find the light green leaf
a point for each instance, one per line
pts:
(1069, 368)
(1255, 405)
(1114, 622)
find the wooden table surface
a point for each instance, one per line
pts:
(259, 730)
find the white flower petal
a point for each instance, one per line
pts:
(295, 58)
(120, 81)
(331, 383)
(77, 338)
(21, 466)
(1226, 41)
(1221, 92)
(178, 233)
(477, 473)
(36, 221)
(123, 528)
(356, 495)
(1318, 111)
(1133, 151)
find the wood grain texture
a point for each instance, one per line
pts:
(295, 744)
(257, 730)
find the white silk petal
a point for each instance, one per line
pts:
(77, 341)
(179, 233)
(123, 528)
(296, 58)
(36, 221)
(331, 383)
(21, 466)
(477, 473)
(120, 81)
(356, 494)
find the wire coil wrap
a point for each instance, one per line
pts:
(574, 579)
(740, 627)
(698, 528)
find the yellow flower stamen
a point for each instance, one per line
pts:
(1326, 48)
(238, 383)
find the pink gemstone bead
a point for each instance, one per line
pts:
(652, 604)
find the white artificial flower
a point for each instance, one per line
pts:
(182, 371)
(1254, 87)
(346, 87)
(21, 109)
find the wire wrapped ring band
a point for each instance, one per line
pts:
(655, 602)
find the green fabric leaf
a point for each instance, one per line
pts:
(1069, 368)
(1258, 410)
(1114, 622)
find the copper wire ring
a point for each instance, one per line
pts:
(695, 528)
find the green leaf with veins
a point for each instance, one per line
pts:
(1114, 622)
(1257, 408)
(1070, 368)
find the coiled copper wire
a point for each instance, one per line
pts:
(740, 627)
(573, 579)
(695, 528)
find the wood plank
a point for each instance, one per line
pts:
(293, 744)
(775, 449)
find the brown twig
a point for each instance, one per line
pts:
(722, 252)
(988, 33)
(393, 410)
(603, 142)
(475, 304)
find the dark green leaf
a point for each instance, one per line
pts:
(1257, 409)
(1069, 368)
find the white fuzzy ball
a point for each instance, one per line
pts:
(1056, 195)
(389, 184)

EXERCISE DESCRIPTION:
Rewrite all the rows above, replacing "instance" with "occurrence" and leaving everything else the same.

TASK ANSWER:
find the light green leaf
a point for each occurrence, one per line
pts:
(1069, 368)
(1255, 405)
(1114, 622)
find the wooden table surface
a point for each occurrence, one per line
pts:
(259, 730)
find the white flower petal
a point for each occurrence, one per line
pts:
(295, 58)
(120, 81)
(331, 383)
(77, 338)
(21, 466)
(1226, 41)
(1221, 92)
(178, 233)
(477, 473)
(36, 221)
(123, 528)
(356, 495)
(1318, 111)
(1133, 151)
find the wood grain texture
a point for each occurrence, one per line
pts:
(295, 744)
(257, 730)
find the white silk petal
a point for each occurrence, one per line
pts:
(77, 341)
(179, 233)
(123, 528)
(296, 58)
(36, 221)
(331, 383)
(21, 466)
(477, 473)
(120, 81)
(356, 494)
find the wire coil wrap
a point for each occurrence, one per line
pts:
(574, 579)
(740, 627)
(698, 528)
find the yellow flower stamen
a point for each occurrence, one per line
pts:
(1326, 48)
(238, 383)
find the pink gemstone bead
a point for each occurrence, one per line
pts:
(652, 604)
find the white artificial flower
a point for each occurrence, one per line
pts:
(182, 371)
(1254, 87)
(346, 87)
(21, 109)
find the wire wrapped ring band
a point for each occurrence, one per line
pts:
(655, 602)
find the green fabric leaf
a point for each occurrence, one per line
pts:
(1069, 368)
(1258, 410)
(1114, 622)
find the copper wire ring
a point for each occurrence, one per line
pts:
(695, 528)
find the green leaf with veins
a point for each occurrence, one per line
pts:
(1114, 622)
(1257, 408)
(1070, 368)
find the coiled copper wire
a point for each occurrence, one per line
pts:
(740, 627)
(573, 579)
(695, 528)
find the wood plank
a point for each occurrence, one per line
pts:
(293, 744)
(775, 449)
find the brown twig
a point for each occurrence, one per line
pts:
(722, 252)
(988, 33)
(393, 410)
(603, 142)
(475, 304)
find the dark green leaf
a point for each occurrence, one per line
pts:
(1257, 409)
(1069, 368)
find the white fuzzy ball
a point for each occurrence, one per line
pts:
(1056, 195)
(389, 184)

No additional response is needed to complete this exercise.